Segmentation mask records
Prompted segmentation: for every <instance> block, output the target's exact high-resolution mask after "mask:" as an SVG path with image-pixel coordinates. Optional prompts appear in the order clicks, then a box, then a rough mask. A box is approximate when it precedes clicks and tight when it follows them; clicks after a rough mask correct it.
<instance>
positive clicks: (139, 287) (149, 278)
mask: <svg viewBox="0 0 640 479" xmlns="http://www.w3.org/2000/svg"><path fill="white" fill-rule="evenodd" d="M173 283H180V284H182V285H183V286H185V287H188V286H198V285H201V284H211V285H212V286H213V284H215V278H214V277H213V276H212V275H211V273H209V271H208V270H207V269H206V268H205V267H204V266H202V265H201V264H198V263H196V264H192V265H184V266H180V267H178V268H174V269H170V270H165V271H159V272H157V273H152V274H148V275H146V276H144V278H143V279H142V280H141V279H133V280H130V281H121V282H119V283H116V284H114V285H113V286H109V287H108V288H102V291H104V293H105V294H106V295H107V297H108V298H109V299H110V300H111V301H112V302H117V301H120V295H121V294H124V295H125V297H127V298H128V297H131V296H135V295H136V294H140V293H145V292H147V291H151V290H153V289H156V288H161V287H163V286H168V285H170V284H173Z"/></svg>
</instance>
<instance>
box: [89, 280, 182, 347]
==
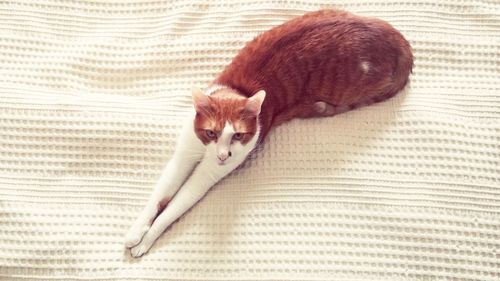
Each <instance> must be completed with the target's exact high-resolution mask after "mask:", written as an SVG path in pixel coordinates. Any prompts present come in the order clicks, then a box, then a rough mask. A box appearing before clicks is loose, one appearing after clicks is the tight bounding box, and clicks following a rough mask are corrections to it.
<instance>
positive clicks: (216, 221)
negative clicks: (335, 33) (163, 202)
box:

◆ Instructions to follow ◆
Find every line in the records above that contains the string "positive", matching case exactly, and copy each such line in full.

◆ Answer to the exercise ◆
positive clicks: (139, 287) (149, 278)
positive clicks: (216, 221)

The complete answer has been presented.